Point annotation records:
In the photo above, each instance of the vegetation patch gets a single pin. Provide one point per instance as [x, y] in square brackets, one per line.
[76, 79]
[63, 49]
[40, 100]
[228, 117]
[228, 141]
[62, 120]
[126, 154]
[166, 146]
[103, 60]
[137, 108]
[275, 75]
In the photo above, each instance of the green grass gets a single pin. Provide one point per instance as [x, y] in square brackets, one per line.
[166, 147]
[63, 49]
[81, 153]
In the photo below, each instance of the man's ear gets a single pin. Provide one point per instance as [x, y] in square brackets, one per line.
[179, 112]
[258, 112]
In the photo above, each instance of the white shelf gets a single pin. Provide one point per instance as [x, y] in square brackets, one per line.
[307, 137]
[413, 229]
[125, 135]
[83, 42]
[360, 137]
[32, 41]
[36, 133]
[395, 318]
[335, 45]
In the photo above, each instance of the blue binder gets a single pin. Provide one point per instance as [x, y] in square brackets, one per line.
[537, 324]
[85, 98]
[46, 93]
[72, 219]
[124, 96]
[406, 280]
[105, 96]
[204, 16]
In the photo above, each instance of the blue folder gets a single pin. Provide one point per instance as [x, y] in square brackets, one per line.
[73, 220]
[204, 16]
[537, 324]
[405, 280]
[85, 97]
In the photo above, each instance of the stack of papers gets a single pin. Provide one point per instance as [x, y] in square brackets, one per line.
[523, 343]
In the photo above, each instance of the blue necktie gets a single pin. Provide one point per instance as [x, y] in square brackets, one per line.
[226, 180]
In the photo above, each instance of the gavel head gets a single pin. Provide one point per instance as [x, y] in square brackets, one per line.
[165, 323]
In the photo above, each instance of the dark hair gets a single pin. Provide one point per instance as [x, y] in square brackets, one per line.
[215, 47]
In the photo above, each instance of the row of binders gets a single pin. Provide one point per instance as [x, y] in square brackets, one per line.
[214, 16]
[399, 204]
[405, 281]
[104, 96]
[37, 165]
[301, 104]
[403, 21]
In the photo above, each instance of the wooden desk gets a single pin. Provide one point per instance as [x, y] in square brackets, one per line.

▶ **To do**:
Rewrite the stretch from the line containing "In the photo above, each instance of the row" through the end of the records, requests included. Multiply every point coordinate in the answers by 2.25 and round each result to a whole number, with halves rounded up.

▶ **Solution**:
In the photo above, each instance of the row of binders gets a single pin. Provide one point per instance as [x, y] in square brackets, one per line.
[482, 36]
[898, 459]
[911, 632]
[234, 216]
[83, 371]
[677, 234]
[907, 47]
In the photo above, each instance of the wooden desk gets a single pin. Provide one point per instance as [x, y] in square brackets, one per line.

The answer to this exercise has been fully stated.